• **Task description**: Format the lines below as a numbered list, leaving out any blank lines.

• **Provided entries**:

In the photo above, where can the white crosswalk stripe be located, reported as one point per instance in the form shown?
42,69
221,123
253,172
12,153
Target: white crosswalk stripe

• **Output of the exercise**:
1. In the photo above, where can the white crosswalk stripe be located, reported as one point per instance in the form shown?
2. 42,69
3. 221,123
4. 253,172
5. 12,153
6. Target: white crosswalk stripe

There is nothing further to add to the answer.